DO THIS: Transcribe the material below word for word, from its beginning through the line containing "Trace every instance of the roadside", with both ends included. Leave the pictures out of your copy.

*** INPUT RECORDS ***

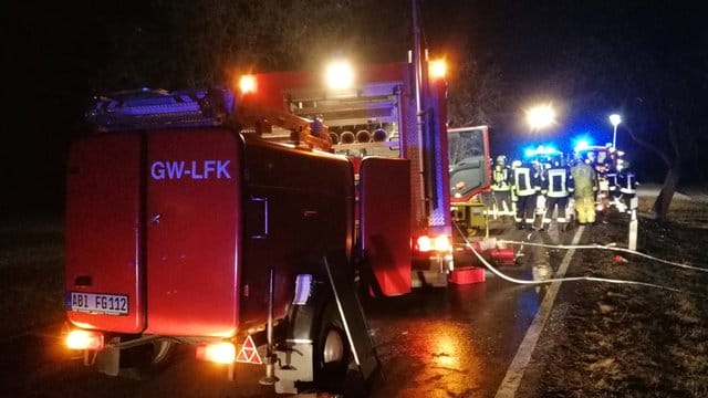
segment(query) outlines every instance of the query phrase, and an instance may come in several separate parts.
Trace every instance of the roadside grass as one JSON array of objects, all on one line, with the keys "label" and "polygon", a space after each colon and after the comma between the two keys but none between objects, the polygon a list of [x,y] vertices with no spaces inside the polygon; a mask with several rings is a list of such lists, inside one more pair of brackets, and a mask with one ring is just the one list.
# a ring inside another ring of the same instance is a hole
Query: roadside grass
[{"label": "roadside grass", "polygon": [[[639,210],[652,202],[641,201]],[[708,208],[675,199],[670,222],[639,220],[638,250],[708,269]],[[626,244],[627,223],[590,227],[585,240]],[[641,281],[678,292],[627,284],[564,284],[563,314],[546,327],[534,360],[542,375],[530,397],[708,397],[708,273],[632,254],[576,252],[568,276]],[[541,365],[539,365],[541,364]],[[532,384],[533,385],[533,384]]]},{"label": "roadside grass", "polygon": [[61,322],[63,266],[60,221],[0,229],[0,336]]}]

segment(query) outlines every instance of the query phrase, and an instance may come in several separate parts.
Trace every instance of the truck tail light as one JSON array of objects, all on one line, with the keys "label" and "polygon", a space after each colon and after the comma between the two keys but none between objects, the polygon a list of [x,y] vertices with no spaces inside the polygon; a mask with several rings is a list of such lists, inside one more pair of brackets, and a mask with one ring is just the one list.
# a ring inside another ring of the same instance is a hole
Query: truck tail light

***

SOLUTION TO THIS PROBLEM:
segment(query) outlines every instance of the query phrase, and an instance may come in several separate parts.
Trace every instance of the roadside grass as one JSON array of objects, all on one line, with the keys "label" and "polygon", a space after each colon and after the comma between the two keys but none between objects, the polygon a list of [x,y] vertices with no spaces inside the polygon; a mask with several rings is a list of such lists, inside one more pair of brackets, and a mask with one ring is just the one list.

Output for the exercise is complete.